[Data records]
####################

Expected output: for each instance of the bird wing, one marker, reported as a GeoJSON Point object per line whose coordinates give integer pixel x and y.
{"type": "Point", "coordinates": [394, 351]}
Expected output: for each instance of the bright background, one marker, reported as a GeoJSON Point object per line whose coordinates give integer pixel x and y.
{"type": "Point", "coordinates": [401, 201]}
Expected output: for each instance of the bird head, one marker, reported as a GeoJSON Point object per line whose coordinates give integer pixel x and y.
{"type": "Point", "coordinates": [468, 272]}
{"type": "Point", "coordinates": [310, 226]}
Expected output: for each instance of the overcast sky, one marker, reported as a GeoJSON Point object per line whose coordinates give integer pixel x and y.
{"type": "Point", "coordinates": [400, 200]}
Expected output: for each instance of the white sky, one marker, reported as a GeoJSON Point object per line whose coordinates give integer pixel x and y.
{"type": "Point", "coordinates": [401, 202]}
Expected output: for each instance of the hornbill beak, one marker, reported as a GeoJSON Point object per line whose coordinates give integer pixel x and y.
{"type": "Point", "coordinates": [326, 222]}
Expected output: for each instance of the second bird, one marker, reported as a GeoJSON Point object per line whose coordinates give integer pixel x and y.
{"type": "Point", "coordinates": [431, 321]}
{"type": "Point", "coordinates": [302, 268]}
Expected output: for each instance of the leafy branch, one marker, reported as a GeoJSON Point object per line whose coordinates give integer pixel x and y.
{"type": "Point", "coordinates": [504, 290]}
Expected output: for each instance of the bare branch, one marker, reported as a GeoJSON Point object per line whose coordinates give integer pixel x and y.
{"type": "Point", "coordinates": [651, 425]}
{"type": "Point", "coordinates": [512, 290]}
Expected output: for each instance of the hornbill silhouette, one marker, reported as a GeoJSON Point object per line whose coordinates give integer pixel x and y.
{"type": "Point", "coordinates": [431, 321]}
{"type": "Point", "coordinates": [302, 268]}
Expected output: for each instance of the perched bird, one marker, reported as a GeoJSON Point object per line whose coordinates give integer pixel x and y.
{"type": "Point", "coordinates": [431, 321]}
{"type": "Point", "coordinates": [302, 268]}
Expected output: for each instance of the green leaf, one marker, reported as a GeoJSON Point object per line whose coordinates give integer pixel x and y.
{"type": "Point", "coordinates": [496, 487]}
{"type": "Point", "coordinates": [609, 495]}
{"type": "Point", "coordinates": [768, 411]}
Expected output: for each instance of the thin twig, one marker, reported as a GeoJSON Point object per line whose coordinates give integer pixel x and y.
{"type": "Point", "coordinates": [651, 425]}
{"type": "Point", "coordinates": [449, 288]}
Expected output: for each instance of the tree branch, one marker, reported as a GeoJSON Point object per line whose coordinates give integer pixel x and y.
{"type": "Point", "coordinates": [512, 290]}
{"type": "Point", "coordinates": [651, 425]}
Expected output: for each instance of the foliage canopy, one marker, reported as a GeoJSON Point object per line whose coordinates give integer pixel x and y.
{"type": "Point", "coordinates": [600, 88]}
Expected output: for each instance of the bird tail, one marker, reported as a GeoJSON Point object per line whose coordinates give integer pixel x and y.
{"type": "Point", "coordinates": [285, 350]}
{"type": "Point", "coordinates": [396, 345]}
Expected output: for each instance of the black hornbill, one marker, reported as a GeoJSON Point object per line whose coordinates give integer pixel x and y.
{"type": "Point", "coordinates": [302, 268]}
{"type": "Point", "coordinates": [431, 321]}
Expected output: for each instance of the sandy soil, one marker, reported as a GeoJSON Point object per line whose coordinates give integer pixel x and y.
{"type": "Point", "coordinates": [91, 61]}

####################

Work to complete:
Give all of the data above as a Markdown table with two columns, n for the row number and Line for the line itself, leaving out any blank lines.

Result for this exercise:
| n | Line |
|---|---|
| 1 | Expected output: for each instance of the bird wing, one marker, reported as a GeoJSON Point object per line whose coordinates give integer pixel x and y. |
| 2 | {"type": "Point", "coordinates": [394, 351]} |
| 3 | Expected output: for each instance of the bright background, one marker, reported as a GeoJSON Point object per line whose coordinates give integer pixel x and y. |
| 4 | {"type": "Point", "coordinates": [401, 201]} |
| 5 | Expected output: for each instance of the bird head, one marker, reported as a GeoJSON Point object per line whose coordinates give integer pixel x and y. |
| 6 | {"type": "Point", "coordinates": [468, 272]} |
| 7 | {"type": "Point", "coordinates": [310, 226]} |
| 8 | Expected output: for each instance of the overcast sky, one marker, reported as a GeoJSON Point object per line whose coordinates give integer pixel x and y. |
| 9 | {"type": "Point", "coordinates": [400, 200]} |
| 10 | Expected output: for each instance of the white sky, one marker, reported as a GeoJSON Point object per line whose coordinates give integer pixel x and y. |
| 11 | {"type": "Point", "coordinates": [401, 202]} |
| 12 | Expected output: for each instance of the hornbill beak, one marker, reported as a GeoJSON Point object per line whose coordinates give integer pixel x and y. |
| 13 | {"type": "Point", "coordinates": [326, 222]} |
| 14 | Expected output: for each instance of the second bird, one marker, reported as a GeoJSON Point object per line whose coordinates give integer pixel x and y. |
| 15 | {"type": "Point", "coordinates": [431, 321]} |
| 16 | {"type": "Point", "coordinates": [302, 268]} |
| 17 | Expected output: for each instance of the leafy branch, one marker, reported as a GeoJSON Point object per line whose coordinates give integer pixel x and y. |
| 18 | {"type": "Point", "coordinates": [504, 290]} |
| 19 | Expected output: for each instance of the bare branch, one marker, reported as a GeoJSON Point object per line whose coordinates give integer pixel x and y. |
| 20 | {"type": "Point", "coordinates": [651, 425]} |
| 21 | {"type": "Point", "coordinates": [512, 290]} |
| 22 | Expected output: for each instance of the hornbill silhouette, one marker, reported as a GeoJSON Point object per line whose coordinates give integer pixel x and y. |
| 23 | {"type": "Point", "coordinates": [431, 321]} |
| 24 | {"type": "Point", "coordinates": [302, 268]} |
| 25 | Expected output: for each instance of the perched bird, one marker, reported as a GeoJSON Point object per line whose coordinates give integer pixel x and y. |
| 26 | {"type": "Point", "coordinates": [431, 321]} |
| 27 | {"type": "Point", "coordinates": [302, 268]} |
| 28 | Expected output: for each instance of the green leaf, one marker, reported as a GeoJSON Point object per line whose coordinates give integer pixel x and y. |
| 29 | {"type": "Point", "coordinates": [496, 487]} |
| 30 | {"type": "Point", "coordinates": [609, 495]} |
| 31 | {"type": "Point", "coordinates": [768, 411]} |
| 32 | Expected output: for each instance of the thin twig, one marker, reported as a GeoJSON Point object per line whose coordinates give integer pixel x and y. |
| 33 | {"type": "Point", "coordinates": [651, 425]} |
| 34 | {"type": "Point", "coordinates": [449, 288]} |
| 35 | Expected output: for each instance of the tree branch, one marker, reported as a GeoJSON Point object per line whose coordinates give integer pixel x and y. |
| 36 | {"type": "Point", "coordinates": [512, 290]} |
| 37 | {"type": "Point", "coordinates": [651, 425]} |
| 38 | Expected output: for each instance of the foliage canopy, one marker, reported as a GeoJSON Point object per line whose coordinates give integer pixel x and y. |
| 39 | {"type": "Point", "coordinates": [600, 88]} |
| 40 | Expected output: for each instance of the bird tail, one marker, reported as a GeoJSON Point object per line whose coordinates give integer pixel x and y. |
| 41 | {"type": "Point", "coordinates": [285, 350]} |
| 42 | {"type": "Point", "coordinates": [396, 345]} |
| 43 | Expected output: for each instance of the black hornbill, one marker, reported as a GeoJSON Point object per line whose coordinates give integer pixel x and y. |
| 44 | {"type": "Point", "coordinates": [302, 268]} |
| 45 | {"type": "Point", "coordinates": [431, 321]} |
| 46 | Expected output: for each instance of the sandy soil, one marker, reported as a GeoJSON Point object per line whose coordinates give integer pixel x and y. |
| 47 | {"type": "Point", "coordinates": [91, 61]} |